*Problem requirements*
Pick each line containing "island" out of the records.

*Data for the task*
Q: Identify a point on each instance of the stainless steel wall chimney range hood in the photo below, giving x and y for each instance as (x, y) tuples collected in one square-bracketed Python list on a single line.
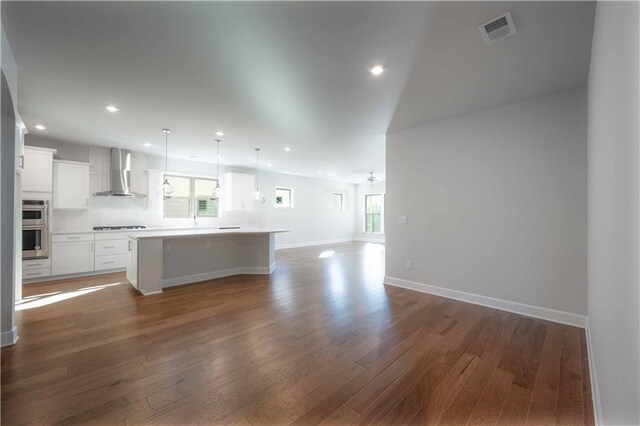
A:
--
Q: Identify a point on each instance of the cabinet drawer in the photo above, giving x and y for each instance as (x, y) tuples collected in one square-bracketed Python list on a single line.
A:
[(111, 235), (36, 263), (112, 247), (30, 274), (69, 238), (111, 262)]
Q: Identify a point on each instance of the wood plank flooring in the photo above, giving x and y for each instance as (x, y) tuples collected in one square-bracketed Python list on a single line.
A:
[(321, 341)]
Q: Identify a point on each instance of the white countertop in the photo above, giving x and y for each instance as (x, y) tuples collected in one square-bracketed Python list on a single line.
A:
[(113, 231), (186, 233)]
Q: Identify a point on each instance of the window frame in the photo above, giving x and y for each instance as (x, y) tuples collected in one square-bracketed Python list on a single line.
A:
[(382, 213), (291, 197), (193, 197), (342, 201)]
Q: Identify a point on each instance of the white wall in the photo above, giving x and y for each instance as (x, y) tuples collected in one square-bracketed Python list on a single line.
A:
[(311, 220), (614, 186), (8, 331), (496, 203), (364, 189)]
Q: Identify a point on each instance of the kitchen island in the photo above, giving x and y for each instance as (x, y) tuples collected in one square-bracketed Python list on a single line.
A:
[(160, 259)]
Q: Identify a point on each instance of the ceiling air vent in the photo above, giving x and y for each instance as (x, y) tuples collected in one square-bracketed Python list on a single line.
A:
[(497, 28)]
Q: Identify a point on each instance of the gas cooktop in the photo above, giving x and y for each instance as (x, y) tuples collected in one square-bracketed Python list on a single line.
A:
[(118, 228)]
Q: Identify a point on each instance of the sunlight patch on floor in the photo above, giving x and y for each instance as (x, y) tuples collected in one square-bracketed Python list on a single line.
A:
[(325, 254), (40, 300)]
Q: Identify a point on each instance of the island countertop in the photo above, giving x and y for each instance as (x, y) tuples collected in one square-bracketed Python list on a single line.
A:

*Result of this task*
Q: Identify a point on each instance of the kitchen island in the photo above, giving x and y for each instance as (x, y) tuples collected in one square-bracketed Python list on a single line.
Q: Identify a point on each instance of the island countertop in the photo above, giving x and y for each instance as (x, y) tuples collected in one square-bracketed Python list on a single line.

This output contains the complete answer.